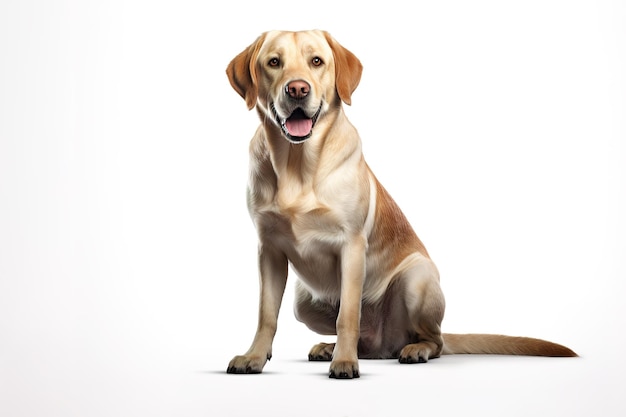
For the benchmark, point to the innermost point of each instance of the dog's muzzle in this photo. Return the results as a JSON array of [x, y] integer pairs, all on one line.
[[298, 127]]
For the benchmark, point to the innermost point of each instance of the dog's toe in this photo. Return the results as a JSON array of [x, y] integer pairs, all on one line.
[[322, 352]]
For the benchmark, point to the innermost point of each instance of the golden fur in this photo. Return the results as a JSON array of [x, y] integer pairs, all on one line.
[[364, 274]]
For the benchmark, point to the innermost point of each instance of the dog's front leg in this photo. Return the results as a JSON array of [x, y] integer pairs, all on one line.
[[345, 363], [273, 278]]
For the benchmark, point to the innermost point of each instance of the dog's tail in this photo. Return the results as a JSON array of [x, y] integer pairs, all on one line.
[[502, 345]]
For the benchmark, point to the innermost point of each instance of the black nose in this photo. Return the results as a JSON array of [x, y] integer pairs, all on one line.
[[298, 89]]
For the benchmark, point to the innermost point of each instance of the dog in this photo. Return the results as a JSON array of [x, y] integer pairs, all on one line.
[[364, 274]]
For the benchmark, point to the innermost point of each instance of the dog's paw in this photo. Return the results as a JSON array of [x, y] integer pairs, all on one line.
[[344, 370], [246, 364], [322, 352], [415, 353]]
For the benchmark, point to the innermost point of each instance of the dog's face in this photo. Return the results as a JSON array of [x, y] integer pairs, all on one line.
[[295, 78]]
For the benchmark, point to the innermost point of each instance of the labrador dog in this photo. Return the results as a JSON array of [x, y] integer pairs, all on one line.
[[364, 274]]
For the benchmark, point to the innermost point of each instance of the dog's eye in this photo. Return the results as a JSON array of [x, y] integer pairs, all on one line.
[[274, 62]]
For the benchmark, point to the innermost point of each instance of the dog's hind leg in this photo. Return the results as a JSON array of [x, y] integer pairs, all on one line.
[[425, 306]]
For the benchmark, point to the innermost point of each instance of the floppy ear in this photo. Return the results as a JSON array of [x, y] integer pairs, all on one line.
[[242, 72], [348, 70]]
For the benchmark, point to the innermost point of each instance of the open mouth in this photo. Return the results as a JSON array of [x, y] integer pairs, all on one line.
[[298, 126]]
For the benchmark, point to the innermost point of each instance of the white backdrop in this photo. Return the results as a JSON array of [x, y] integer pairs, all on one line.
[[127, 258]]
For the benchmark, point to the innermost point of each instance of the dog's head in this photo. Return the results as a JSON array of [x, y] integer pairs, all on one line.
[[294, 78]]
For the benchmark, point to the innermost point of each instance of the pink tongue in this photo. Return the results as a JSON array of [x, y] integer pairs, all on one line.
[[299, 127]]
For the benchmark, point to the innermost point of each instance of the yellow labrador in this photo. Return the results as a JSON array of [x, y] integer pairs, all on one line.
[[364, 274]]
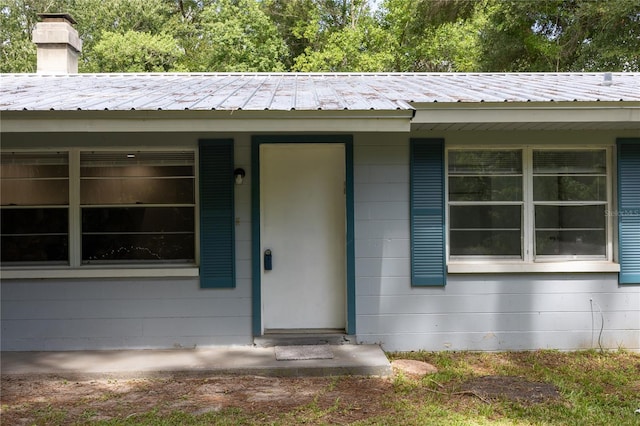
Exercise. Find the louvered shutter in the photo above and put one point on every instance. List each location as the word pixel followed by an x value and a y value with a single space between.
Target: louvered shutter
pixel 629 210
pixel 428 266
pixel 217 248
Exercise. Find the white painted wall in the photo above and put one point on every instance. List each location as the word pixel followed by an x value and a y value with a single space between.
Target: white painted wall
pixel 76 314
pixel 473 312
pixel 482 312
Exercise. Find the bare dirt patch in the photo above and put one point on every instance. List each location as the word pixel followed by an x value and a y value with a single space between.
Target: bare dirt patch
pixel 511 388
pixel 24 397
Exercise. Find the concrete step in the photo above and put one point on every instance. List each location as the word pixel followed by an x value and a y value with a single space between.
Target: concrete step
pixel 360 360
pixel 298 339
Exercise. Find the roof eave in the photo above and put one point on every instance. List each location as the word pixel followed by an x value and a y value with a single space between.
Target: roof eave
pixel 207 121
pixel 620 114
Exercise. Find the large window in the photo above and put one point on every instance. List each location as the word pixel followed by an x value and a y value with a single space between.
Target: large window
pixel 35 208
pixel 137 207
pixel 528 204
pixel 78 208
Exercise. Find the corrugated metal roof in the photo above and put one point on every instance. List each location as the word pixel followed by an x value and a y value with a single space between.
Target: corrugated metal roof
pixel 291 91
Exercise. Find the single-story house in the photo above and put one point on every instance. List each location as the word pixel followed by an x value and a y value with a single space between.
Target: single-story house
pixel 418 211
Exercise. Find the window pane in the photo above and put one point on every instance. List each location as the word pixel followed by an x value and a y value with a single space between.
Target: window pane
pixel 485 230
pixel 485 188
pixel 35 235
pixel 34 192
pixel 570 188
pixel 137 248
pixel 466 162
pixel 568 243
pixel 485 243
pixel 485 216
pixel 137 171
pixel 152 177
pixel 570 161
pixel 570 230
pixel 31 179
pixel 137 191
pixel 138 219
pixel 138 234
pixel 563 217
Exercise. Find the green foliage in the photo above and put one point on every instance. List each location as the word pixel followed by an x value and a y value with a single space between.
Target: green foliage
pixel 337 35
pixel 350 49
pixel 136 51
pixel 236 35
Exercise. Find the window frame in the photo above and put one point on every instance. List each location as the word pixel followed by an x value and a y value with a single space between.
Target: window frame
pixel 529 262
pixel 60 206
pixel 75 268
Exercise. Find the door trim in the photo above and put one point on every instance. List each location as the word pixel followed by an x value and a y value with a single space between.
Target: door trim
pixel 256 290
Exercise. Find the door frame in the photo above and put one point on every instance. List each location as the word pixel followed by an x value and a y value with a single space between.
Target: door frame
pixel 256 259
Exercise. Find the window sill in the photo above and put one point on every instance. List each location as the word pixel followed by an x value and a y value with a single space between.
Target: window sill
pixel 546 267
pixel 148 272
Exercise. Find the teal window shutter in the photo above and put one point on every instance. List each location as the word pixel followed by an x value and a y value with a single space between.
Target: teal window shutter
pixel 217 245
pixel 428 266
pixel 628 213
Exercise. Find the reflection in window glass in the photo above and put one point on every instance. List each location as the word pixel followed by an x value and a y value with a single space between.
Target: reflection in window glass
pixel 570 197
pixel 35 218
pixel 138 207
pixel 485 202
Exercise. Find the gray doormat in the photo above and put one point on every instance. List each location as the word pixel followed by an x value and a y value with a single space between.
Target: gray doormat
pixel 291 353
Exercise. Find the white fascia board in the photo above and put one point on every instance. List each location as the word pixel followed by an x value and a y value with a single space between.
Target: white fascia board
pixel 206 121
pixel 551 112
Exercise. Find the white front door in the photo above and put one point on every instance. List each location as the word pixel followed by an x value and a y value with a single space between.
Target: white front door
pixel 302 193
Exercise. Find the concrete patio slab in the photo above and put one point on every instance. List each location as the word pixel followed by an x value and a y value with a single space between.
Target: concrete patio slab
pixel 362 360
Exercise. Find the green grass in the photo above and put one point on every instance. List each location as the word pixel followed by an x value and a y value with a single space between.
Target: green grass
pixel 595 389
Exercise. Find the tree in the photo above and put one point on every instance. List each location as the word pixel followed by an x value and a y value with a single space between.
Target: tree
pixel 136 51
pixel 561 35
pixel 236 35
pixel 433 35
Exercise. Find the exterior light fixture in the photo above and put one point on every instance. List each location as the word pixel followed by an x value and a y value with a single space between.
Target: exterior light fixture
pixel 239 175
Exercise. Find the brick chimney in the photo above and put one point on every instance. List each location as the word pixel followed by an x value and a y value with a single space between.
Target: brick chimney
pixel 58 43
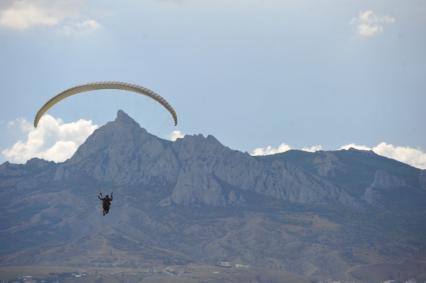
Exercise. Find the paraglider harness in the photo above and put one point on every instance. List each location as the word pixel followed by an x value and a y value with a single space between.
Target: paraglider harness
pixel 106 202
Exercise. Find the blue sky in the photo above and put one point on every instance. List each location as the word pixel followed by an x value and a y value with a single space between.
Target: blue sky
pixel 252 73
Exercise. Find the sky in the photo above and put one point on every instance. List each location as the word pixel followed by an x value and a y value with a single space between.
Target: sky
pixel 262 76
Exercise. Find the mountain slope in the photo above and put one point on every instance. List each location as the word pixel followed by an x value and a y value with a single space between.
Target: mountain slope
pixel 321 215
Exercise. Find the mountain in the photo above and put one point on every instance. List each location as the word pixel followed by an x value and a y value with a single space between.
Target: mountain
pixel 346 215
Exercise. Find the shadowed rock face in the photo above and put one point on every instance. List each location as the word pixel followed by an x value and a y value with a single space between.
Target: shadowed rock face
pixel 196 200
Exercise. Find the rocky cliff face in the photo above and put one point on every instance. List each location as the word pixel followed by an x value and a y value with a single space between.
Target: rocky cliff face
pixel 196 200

________________________________________

Goal of the exercise:
Copy the lines starting at the line that contains "the dog's face" and ending at the line that contains "[[295, 78]]", including both of those lines, and reproduce them exactly.

Task answer:
For the benchmark, point to the innermost point of each instance of the dog's face in this photo. Return the results as a JSON array of [x, y] integer pairs, all on one line.
[[295, 78]]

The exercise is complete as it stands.